Required task 1:
According to the nursing-school advice text, why should a lot of study material be split into several one-hour sessions instead of one long session? Answer in one to three sentences.
Required task 2:
Arrange every line of the records as a numbered list, leaving out blank lines and omitting the pictures.

Extract:

::::::

When it comes to studying, effectiveness and efficiency should be your priorities. If you have a lot of material to cover, break it down into a few one-hour sessions instead of one longer session consisting of several hours. Doing so makes it easier to comprehend and retain the information. Be realistic about how much time it will take you to finish studying or completing your assignment, and leave yourself some wiggle room in case it takes longer.
Avoid distractions, too. If you want to get the most out of your study session, switch off your phone or at least mute your notifications. Put any books and materials you do not need away. Depending on how prone you are to giving into temptation when it comes to distractions, you may even want to clear miscellaneous objects – like pens and knick-knacks – off your work surface.
Know When to Ask for Help
Whether you are new to nursing school or working toward an advanced degree, asking for help is not easy for most people. It can seem like a sign of weakness or even make you feel like a failure, but it isn’t. Asking for help shows that you are willing to do whatever it takes to reach your goals. It also proves that you are not too proud to accept guidance from someone else.
Don’t hesitate to reach out to your classmates or instructor if you are struggling with the material. It is helpful to talk to more experienced nurses, too, since they have likely been through exactly what you are going through now. Whether they offer up helpful advice or just provide a listening ear and reassurance, the people you reach out to can help you get through the most difficult parts of nursing school. And getting comfortable with asking questions as a student will come in handy when you’re working at your first job and need help.

::::::

Entries supplied:
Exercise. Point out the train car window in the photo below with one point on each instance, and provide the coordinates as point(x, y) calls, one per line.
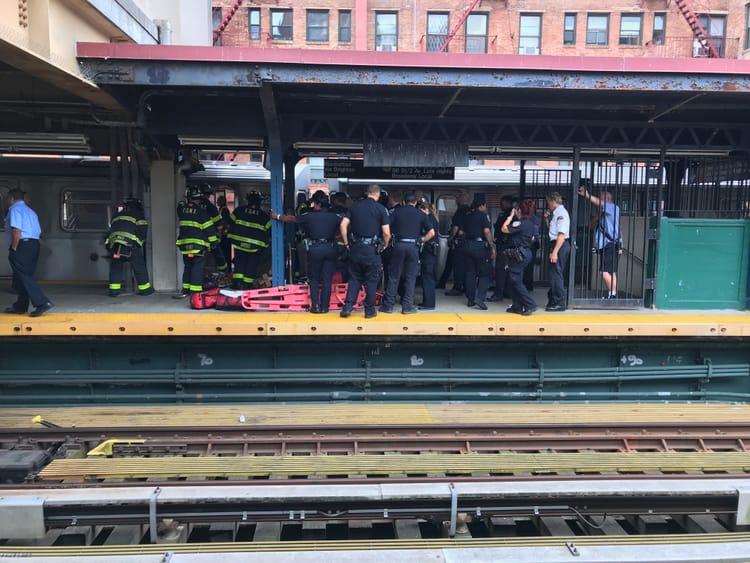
point(446, 208)
point(85, 209)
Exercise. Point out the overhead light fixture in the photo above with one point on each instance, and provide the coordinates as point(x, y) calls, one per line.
point(44, 143)
point(233, 143)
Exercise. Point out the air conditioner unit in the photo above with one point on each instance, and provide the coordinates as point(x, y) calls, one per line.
point(698, 50)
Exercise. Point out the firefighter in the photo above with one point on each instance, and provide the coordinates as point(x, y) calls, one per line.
point(250, 233)
point(196, 234)
point(215, 215)
point(127, 235)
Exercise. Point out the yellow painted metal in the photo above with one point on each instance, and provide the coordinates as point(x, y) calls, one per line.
point(317, 415)
point(370, 545)
point(424, 324)
point(426, 463)
point(105, 448)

::::::

Correct answer 1:
Breaking the material into a few one-hour sessions makes the information easier to comprehend and retain.

Correct answer 2:
1. Exercise. Point out the train car window in the photo below with one point on each instance, and provide the coordinates as point(x, y) calls, one per line.
2. point(446, 208)
3. point(85, 209)
4. Exercise. Point out the overhead light fixture in the photo above with one point on each instance, and provide the coordinates as point(x, y) calls, one per line.
5. point(44, 143)
6. point(233, 143)
7. Exercise. Point out the air conditioner unit in the photo above with one point on each instance, and provide the coordinates as point(x, y) calls, one per line.
8. point(698, 50)
9. Exercise. Point out the firefighter in the photo above with one point on each instance, and provide the coordinates as point(x, y) calls, one per line.
10. point(250, 233)
11. point(196, 234)
12. point(215, 215)
13. point(127, 235)
14. Exercise. Point out the yellow painted metal in the photo above with one point on each instance, and provide the coordinates as point(x, y) calls, one per line.
15. point(317, 415)
16. point(370, 545)
17. point(424, 324)
18. point(426, 463)
19. point(105, 448)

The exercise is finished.